▸ SELECTED PASSAGE:

>>>>

Someone still wants the deal: the shareholders of Taubman Centers Inc. approved and adopted the February 9 merger agreement with Simon Property Group. Despite Simon’s termination of the agreement, approximately 99.7% of the shares voted were in favor of the deal, which included approximately 78.3% of the outstanding shares entitled to vote held by shareholders other than the members of the Taubman family.
“The shareholder approval satisfies the final condition precedent to the closing of the transactions (other than those conditions that by their nature are to be satisfied at closing or by Simon),” Taubman said in a statement. “Taubman stands ready, willing and able to close the transactions with Simon on June 30, 2020, the third business day following the satisfaction of all conditions precedent, which is the timeline required by the merger agreement.”
On June 10, however, Simon withdrew from the agreement, which offered $52.50 per share for the Bloomfield Hills, Michigan’s shares. As of Friday, June 26, Taubman stock traded at $38.23 per share. In its withdrawal announcement, Simon cited the “uniquely material and disproportionate effect on Taubman compared with other participants in the retail real estate industry.” The bulk of Taubman’s luxury enclosed mall portfolio are located in major metropolitan areas and have a larger dependence on tourism.

<<<<

▸ EXERCISE:
Continue the text on the Taubman–Simon merger dispute, starting after its last sentence.

▸ RECORDS:
>>>>

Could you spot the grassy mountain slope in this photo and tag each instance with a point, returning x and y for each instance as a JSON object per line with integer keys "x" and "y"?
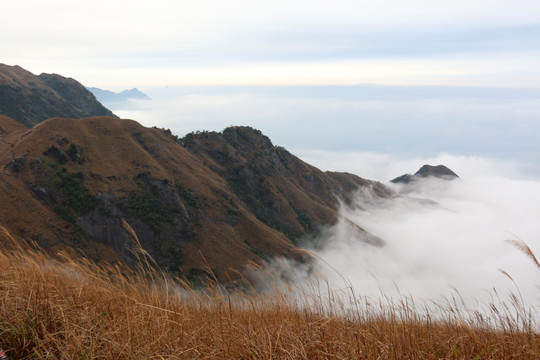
{"x": 218, "y": 202}
{"x": 30, "y": 99}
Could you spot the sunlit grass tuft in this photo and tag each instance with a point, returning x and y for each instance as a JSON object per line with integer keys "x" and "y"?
{"x": 69, "y": 308}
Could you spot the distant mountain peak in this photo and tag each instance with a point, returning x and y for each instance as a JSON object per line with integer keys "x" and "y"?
{"x": 31, "y": 99}
{"x": 438, "y": 171}
{"x": 113, "y": 99}
{"x": 134, "y": 94}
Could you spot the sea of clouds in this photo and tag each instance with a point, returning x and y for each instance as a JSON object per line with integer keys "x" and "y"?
{"x": 439, "y": 235}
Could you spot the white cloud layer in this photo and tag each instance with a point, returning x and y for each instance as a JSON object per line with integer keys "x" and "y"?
{"x": 350, "y": 123}
{"x": 104, "y": 43}
{"x": 455, "y": 241}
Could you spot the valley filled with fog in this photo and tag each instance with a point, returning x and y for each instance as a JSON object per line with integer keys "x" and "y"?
{"x": 439, "y": 235}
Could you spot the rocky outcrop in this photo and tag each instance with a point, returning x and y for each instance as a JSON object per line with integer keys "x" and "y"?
{"x": 31, "y": 99}
{"x": 439, "y": 171}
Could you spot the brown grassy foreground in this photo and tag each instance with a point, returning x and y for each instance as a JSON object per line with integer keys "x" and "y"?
{"x": 71, "y": 309}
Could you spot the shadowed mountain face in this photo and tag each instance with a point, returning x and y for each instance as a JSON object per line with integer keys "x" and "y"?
{"x": 206, "y": 201}
{"x": 31, "y": 99}
{"x": 439, "y": 171}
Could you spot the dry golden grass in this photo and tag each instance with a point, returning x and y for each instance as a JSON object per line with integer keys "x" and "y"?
{"x": 67, "y": 308}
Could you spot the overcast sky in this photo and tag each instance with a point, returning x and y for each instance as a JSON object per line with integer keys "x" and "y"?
{"x": 415, "y": 78}
{"x": 380, "y": 88}
{"x": 164, "y": 42}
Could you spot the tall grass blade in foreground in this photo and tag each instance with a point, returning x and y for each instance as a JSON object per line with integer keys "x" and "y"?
{"x": 69, "y": 308}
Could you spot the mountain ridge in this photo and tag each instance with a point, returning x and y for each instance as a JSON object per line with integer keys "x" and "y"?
{"x": 31, "y": 99}
{"x": 207, "y": 200}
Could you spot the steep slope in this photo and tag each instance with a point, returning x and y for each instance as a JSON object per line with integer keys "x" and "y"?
{"x": 218, "y": 202}
{"x": 30, "y": 99}
{"x": 281, "y": 190}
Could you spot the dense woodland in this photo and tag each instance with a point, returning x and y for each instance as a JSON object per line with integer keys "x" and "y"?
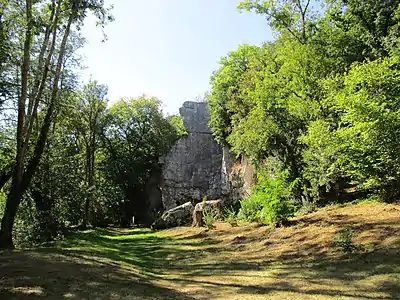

<<<<

▸ ANSWER SECTION:
Simon, whose New York area portfolio includes Roosevelt Field Mall and the Westchester, also claimed that Taubman had breached its obligations by failing “to take steps to mitigate the impact of the pandemic as others in the industry have, including by not making essential cuts in operating expenses and capital expenditures.” Simon also filed suit against Taubman to declare that Taubman had suffered a material adverse event that would allow it to terminate the merger.
Taubman, owner of the Mall at Short Hills in New Jersey, responded and countersued, insisting that the agreement go forward
“Given Simon’s purported termination of the Merger Agreement and the pending litigation, it appears that Simon will not consummate the Transactions on June 30, 2020, despite Simon’s contractual obligation to do so,” the company stated.